* start GIVEN DATA *
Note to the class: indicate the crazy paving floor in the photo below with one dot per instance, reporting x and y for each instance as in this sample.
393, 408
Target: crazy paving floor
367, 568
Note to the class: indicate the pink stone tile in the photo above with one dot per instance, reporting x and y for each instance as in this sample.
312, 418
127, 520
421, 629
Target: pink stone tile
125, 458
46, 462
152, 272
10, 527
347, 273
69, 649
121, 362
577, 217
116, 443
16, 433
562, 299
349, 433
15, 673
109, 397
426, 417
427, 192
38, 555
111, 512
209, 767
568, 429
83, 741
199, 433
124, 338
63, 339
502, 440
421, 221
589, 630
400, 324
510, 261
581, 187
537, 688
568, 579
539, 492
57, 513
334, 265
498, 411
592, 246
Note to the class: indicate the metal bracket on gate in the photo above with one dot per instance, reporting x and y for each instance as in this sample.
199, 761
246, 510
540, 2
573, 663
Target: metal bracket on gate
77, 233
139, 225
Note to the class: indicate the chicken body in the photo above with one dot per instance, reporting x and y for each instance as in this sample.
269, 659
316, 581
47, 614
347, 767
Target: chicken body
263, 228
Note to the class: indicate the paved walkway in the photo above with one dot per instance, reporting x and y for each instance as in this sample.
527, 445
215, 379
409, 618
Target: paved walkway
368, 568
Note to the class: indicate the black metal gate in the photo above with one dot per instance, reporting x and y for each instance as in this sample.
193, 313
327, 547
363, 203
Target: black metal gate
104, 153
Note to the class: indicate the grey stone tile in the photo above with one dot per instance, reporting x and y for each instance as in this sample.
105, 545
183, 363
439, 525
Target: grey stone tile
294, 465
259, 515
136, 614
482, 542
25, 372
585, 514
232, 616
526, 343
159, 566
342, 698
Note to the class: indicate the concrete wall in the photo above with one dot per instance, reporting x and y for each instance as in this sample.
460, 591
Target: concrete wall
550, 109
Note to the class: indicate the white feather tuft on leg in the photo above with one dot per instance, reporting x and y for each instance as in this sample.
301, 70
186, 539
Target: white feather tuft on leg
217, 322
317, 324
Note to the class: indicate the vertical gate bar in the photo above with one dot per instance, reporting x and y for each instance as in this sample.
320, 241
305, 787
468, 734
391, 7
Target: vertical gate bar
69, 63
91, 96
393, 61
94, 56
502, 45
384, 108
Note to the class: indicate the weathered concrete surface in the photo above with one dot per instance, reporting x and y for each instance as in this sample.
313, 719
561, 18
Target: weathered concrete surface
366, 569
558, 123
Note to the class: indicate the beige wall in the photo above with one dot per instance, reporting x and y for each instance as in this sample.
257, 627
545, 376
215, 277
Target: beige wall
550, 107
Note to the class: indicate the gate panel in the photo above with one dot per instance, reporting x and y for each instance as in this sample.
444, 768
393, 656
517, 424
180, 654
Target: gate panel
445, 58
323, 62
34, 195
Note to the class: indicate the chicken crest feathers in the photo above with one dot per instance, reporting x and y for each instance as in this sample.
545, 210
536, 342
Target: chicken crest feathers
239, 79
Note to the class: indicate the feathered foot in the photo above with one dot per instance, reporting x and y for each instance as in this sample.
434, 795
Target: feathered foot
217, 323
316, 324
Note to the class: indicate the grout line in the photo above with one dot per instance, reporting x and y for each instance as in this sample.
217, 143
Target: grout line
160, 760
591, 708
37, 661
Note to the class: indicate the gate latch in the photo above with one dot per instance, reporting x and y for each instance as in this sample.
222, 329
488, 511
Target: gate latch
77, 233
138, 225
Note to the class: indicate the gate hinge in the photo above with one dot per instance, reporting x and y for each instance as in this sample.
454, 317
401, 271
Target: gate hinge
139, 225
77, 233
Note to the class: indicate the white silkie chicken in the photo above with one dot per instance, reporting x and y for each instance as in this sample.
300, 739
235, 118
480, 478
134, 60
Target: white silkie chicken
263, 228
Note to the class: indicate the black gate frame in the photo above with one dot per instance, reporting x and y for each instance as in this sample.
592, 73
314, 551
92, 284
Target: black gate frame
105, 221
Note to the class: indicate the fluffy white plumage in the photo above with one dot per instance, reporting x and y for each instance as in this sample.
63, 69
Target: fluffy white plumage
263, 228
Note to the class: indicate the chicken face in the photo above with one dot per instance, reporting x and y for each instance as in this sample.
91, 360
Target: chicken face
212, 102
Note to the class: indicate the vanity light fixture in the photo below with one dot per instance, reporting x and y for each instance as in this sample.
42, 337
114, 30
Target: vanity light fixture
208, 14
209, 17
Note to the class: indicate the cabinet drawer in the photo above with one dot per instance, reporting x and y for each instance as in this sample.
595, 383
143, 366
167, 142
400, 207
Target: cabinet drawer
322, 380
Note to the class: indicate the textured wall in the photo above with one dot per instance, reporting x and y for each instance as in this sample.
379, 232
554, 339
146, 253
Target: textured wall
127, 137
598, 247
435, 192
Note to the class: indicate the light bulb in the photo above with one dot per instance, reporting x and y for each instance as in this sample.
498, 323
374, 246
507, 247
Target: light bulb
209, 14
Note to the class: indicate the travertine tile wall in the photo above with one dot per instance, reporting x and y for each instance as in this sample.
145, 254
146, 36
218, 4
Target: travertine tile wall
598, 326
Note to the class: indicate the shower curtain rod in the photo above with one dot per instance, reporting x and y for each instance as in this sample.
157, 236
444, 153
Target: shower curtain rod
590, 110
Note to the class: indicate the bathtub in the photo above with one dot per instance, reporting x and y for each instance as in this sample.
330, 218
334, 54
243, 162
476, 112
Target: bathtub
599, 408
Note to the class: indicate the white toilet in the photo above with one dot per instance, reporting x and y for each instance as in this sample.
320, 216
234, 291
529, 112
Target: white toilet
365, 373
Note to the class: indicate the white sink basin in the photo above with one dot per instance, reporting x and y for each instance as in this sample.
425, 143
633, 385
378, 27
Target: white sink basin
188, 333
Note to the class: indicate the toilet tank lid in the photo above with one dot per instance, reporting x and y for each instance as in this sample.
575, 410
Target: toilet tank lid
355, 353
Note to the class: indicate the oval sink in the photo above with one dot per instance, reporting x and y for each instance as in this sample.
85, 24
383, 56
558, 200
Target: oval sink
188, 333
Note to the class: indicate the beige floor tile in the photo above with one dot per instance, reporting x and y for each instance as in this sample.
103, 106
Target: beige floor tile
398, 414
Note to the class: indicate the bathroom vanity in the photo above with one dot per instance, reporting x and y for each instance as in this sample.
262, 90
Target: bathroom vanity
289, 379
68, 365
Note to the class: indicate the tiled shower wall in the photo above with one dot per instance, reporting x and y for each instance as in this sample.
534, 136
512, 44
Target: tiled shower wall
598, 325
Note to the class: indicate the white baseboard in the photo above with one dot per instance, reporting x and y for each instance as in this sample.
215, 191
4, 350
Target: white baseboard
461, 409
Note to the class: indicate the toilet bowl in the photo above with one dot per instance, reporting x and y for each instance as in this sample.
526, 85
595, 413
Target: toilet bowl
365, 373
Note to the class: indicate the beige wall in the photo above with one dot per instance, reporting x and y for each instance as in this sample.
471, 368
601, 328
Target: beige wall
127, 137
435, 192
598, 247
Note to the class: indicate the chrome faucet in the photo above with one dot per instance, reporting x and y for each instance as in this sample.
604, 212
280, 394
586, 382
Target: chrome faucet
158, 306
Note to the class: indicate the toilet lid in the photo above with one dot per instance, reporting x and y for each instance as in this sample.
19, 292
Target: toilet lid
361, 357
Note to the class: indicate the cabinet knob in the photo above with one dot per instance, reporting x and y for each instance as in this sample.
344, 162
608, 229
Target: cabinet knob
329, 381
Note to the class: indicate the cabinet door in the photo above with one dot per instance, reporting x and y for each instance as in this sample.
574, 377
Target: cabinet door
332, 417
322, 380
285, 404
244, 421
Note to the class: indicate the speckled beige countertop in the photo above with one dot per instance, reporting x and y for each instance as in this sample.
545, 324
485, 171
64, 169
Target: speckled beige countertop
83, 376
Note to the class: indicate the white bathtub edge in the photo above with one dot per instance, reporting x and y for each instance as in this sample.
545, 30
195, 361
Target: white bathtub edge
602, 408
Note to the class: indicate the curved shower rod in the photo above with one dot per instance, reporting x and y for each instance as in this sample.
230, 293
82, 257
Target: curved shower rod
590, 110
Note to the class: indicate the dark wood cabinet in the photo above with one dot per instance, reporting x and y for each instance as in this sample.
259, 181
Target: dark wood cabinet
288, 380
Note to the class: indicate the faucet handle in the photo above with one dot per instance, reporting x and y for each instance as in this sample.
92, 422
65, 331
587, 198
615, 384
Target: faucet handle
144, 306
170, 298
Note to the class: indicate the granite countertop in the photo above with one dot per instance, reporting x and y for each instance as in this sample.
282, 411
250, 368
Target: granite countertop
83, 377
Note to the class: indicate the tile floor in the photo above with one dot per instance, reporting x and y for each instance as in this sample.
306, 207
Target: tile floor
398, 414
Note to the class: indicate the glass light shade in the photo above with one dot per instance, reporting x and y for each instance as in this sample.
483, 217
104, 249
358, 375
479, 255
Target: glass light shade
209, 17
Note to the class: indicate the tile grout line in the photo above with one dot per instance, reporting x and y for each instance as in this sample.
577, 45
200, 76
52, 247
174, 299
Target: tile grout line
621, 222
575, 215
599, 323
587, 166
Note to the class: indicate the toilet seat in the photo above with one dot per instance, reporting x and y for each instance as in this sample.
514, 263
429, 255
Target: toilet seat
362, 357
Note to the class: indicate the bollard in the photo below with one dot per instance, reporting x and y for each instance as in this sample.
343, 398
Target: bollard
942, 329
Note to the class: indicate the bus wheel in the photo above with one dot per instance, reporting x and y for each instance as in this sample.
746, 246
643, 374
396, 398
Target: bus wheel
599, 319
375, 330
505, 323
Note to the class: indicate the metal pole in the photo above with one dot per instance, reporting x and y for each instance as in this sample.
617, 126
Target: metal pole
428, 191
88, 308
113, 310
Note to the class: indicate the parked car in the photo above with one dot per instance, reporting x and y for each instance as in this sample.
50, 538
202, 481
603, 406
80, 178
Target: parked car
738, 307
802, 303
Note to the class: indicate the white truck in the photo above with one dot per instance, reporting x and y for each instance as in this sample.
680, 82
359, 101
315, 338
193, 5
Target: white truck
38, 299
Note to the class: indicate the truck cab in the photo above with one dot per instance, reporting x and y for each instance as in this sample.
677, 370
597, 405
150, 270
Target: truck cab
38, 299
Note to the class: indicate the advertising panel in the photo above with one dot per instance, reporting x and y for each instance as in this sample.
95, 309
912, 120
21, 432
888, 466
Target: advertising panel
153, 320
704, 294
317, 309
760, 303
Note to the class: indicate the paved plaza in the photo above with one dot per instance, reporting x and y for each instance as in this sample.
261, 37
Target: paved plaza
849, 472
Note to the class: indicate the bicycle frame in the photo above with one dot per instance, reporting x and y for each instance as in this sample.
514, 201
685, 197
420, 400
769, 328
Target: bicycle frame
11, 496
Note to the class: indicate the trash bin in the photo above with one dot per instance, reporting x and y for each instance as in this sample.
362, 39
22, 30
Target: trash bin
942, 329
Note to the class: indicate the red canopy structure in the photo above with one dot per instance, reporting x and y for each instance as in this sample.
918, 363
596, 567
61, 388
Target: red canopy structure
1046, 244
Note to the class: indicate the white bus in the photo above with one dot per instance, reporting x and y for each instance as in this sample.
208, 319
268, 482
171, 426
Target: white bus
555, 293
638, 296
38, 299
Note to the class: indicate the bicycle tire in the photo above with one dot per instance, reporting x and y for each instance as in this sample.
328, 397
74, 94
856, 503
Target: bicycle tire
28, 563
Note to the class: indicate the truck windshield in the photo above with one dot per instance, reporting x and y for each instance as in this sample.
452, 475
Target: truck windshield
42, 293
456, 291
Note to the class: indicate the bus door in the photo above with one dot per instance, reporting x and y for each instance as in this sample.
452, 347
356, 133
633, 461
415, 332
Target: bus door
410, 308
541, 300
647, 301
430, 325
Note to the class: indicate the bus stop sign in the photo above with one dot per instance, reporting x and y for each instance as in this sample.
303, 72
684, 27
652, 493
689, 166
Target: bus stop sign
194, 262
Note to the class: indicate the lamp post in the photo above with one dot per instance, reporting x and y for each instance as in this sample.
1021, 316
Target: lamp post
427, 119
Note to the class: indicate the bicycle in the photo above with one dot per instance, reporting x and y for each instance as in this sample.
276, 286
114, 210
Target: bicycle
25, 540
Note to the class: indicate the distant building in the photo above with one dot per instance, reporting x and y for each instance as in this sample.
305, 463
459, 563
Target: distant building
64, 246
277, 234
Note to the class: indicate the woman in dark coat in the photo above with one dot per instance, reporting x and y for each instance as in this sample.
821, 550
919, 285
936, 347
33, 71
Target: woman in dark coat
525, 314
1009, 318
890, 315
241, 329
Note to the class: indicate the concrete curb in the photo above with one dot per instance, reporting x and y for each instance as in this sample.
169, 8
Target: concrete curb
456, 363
* end GIVEN DATA *
Print nothing but the lines from the line with "Note to the class: indicate the truck windshield" to the last line of the records above. Both of those lines count.

Note to the class: indicate the truck windshield in the photo above with one dot per instance, reporting x and y for each instance as in this sample.
452, 475
Target: truck windshield
42, 293
456, 291
Note to the class: indicate the bus door in the photo above with one dot per instance, reporting x and y for each instance as in this sample.
452, 347
356, 133
633, 461
415, 332
Target: bus door
410, 308
541, 300
647, 301
430, 325
Note to the class: indicate the bus stop sign in the photo above with one dot per instance, reporting x and y for each instance as in this sample.
303, 72
684, 27
652, 493
689, 166
Target: bus stop sign
194, 262
Note to the class: indicate the lamp post in the photo above with one dot per instance, reporting x and y for each instance as in this sample.
1021, 316
Target: lamp post
427, 119
Note to the class: indicate the bicycle in the photo above with one dot per instance, reporting x and y for each instance as in this sample.
276, 286
114, 210
Target: bicycle
25, 540
Note to the class: indicate the distant building in the photo above with one dot per instance, reporting x and y for each instance as in this sample.
305, 463
459, 563
Target: distant building
64, 246
277, 234
Note to the class: indicate the woman in dark coat in the photo above with one dot per instance, reporting x and y for each instance as in this sample.
821, 550
919, 285
936, 347
33, 71
Target: woman in dark coat
525, 314
1009, 318
890, 315
241, 329
Note to the class: indicate the concrete curb in the photo above with one dot per instance, reporting x and y for each instance as in this sample.
169, 8
Target: concrete curb
456, 363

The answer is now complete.